DOCUMENT PASSAGE =>
—————
News
Mining Now on Fair Trade Agenda
Posted February 22nd 2010
Article for Brandon Sun “Small World” Column, Saturday, Februrary 6, 2010
By Zack Gross
There is more to fair trade than food products and handicrafts. While fair trade practices are better known for their impact on Third World agricultural producers and artisans, a global effort is underway to benefit workers in the mining sector and those who are affected by mining operations. The social and environmental problems caused by the mining industry are of concern to many organizations, and programs, services and regulations are being created so that mining will adhere to the adage of “economics as if people matter”.
Whether it is in Latin America, Africa or Asia, the mining industry creates wealth. It might be by digging up coltan, which is used in cell phones and videogames, or it might be in precious metals, such as gold and diamonds – ultimately, in our world today, that wealth tends to concentrate in a few hands (wealthy corporations and their surrogates in developing countries) or be part of conflict situations, where government and rebel groups fight, with control of territory and resources being both the means and the goals in their violent campaigns.
Resource development around the world, and for hundreds of years, has entailed many negative policies and practices. Populations are often moved to make way for such activities, and rivers are dammed, trees are cut down, land torn open, and hunting grounds and natural species wiped out. Mwanza, once a remote town in northwestern Tanzania, East Africa has become its country’s second largest city, with modern roads, population growth and economic development, thanks to the affects of gold-mining by a Canadian company. Along with these positive aspects of better infrastructure and employment opportunities, however, come environmental degradation, the spread of HIV/AIDS and the growth of poverty in the midst of wealth.
In the Democratic Republic of the Congo (DRC), more than five million people have died in internal and regional conflict since 1998. Political instability is in part a hangover from how the country was constituted during colonial times, such as territory being divided up without due consideration being given to tribal lines. This area is also rich in globally coveted resources and, again, the home of at least two Canadian mining companies. Much of the mining in the DRC has been done in the past and present by forced labour, and much activity connects to corruption and violence.
Our mining companies feel that they can make a difference to the Congolese by juxtaposing social and economic programs with their mining operations. This would include paying artisanal miners, who usually operate at the family or community level, as opposed to setting up only large scale operations, and in investing a portion of their profits in well-digging, and road, school and clinic building. Critics of the mining industry – or those who feel they are more realistic about the situation in Congo – say that our companies are either guilty of “fair-washing” (making us think they are fair trade when they are not) or naivety.
—————
DATA UNDER STUDY =>
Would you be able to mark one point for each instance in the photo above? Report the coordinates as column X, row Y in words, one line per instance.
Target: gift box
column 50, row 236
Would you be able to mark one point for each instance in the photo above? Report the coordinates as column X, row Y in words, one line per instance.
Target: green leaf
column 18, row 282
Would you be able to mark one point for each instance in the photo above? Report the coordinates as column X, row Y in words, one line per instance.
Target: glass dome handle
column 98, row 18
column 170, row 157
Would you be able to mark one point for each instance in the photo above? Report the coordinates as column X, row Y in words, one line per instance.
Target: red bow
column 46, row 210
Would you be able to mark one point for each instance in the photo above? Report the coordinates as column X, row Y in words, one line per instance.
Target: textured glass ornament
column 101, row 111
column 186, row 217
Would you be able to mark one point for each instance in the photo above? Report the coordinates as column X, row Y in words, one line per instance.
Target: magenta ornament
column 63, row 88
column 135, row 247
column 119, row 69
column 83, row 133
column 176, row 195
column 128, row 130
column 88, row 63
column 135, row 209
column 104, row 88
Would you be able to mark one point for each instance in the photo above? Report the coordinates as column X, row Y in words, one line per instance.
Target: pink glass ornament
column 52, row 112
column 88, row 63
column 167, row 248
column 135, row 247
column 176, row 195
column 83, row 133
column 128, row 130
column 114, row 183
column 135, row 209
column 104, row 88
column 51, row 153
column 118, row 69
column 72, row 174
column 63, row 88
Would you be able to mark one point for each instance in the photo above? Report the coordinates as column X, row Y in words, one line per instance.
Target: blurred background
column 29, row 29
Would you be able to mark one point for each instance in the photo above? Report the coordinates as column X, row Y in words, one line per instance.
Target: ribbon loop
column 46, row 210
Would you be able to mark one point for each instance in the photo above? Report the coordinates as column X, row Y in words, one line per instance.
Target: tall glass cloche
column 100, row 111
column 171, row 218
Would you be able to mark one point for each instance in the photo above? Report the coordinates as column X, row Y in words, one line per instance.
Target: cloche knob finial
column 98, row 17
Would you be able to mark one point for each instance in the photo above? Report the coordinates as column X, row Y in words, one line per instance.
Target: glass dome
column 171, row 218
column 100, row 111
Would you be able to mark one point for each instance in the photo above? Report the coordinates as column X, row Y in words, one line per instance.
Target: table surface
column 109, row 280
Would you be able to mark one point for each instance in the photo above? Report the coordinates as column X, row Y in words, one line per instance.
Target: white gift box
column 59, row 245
—————
USING THE INFORMATION =>
A) In the mining article, edit the stretch from "Our mining companies" through "not) or naivety.", replacing "artisanal miners" with "small-scale miners".
B) According to the mining article, how many people have died in internal and regional conflict in the Democratic Republic of the Congo since 1998?
These rows come from a different source than the article.

ANSWERS TO THIS EXERCISE =>
A)
Our mining companies feel that they can make a difference to the Congolese by juxtaposing social and economic programs with their mining operations. This would include paying small-scale miners, who usually operate at the family or community level, as opposed to setting up only large scale operations, and in investing a portion of their profits in well-digging, and road, school and clinic building. Critics of the mining industry – or those who feel they are more realistic about the situation in Congo – say that our companies are either guilty of “fair-washing” (making us think they are fair trade when they are not) or naivety.

B) More than five million people.